**GIVEN PROBLEM:** Replace "yellow building" with "yellow structure" throughout the material below, keep every other word unchanged, and leave the pictures out of your answer.

Coordinate annotation entries
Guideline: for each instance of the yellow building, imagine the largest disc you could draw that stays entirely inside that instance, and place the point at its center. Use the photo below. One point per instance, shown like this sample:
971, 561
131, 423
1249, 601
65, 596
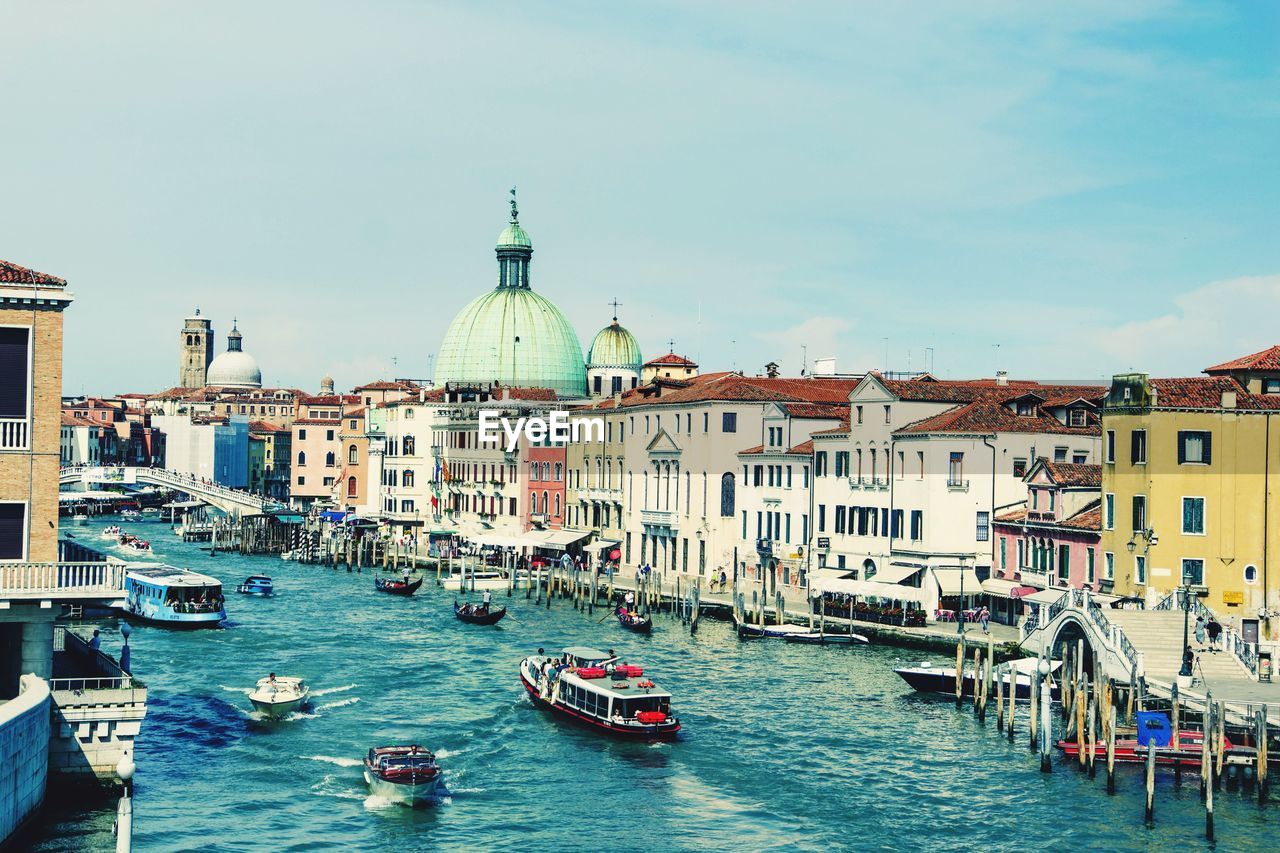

**COMPLETED TASK:**
Guideline: for each instance of the yellow structure, imagine the largest disc you could draw that stays entirely inside that instance, and place the point at its center. Use the photo below. One point per instance, shown like this sample:
971, 561
131, 423
1249, 601
65, 596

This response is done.